#### Task to carry out
Starting at the beginning of the records and ending after the line that contains "[853,322,965,432]", copy out every line, requests included. Increase each bounding-box coordinate in the answers by 69.

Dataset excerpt
◆ ◆ ◆ ◆ ◆
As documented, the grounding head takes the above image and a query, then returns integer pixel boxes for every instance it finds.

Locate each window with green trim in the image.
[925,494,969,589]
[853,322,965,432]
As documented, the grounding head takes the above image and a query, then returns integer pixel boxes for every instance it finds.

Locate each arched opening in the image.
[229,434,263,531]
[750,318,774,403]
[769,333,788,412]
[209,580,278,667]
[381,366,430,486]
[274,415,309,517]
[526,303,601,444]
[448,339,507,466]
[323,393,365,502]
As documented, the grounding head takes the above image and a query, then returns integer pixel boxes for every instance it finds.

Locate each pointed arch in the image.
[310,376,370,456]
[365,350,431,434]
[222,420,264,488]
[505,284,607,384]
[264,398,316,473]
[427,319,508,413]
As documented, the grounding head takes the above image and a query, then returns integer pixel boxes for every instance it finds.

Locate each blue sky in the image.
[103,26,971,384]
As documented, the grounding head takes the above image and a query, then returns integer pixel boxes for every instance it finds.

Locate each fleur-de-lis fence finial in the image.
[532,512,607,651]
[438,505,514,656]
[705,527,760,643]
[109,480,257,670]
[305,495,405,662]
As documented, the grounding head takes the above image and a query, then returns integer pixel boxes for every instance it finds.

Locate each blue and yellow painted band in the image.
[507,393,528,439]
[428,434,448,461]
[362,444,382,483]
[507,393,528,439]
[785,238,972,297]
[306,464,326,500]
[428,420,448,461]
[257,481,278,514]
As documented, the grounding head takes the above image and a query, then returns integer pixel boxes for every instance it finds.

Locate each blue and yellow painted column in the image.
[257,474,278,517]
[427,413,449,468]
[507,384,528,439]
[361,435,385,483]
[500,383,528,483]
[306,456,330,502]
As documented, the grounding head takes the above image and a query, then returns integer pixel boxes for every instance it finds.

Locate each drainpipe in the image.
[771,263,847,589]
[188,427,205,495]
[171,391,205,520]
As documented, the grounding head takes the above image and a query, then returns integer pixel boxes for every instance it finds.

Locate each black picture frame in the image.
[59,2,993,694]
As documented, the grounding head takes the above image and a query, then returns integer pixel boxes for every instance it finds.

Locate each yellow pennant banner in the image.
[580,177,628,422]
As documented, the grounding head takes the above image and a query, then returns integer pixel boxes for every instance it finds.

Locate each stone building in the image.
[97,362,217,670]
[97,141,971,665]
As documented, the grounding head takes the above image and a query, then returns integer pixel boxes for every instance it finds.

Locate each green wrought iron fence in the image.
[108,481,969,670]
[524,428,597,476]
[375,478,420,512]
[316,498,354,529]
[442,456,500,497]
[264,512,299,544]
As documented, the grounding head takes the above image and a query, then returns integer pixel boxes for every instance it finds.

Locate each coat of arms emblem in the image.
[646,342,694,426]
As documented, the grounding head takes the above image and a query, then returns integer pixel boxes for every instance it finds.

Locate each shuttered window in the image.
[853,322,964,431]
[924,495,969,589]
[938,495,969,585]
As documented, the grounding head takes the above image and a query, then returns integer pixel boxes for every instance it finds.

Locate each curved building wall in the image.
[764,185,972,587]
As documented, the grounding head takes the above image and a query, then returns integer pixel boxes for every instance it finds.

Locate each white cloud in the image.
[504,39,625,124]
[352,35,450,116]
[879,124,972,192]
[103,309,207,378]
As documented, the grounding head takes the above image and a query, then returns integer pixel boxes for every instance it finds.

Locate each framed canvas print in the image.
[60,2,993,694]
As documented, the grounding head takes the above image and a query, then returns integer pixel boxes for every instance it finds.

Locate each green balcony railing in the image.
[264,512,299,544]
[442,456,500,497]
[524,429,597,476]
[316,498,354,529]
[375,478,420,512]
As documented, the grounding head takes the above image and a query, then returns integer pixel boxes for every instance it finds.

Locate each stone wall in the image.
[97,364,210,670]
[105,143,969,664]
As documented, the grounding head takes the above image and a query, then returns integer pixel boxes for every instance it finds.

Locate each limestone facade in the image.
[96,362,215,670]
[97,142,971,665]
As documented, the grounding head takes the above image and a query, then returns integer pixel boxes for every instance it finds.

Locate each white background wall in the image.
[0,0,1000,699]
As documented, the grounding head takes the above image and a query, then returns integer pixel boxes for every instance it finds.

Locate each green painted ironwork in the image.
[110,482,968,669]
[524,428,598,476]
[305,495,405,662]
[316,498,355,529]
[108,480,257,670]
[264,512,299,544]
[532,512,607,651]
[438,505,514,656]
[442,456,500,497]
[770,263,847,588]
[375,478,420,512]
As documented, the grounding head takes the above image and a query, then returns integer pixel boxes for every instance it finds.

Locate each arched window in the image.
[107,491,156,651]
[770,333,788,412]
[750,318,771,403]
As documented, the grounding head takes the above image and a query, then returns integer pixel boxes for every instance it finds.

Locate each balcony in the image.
◆ ◆ ◆ ◆ ◆
#### Answer to this exercise
As documented, the grounding head takes the above image and a query, then returns integer pixel boxes for every instance it finds.

Locate each window with green trim in the image.
[994,563,1038,658]
[922,391,1034,501]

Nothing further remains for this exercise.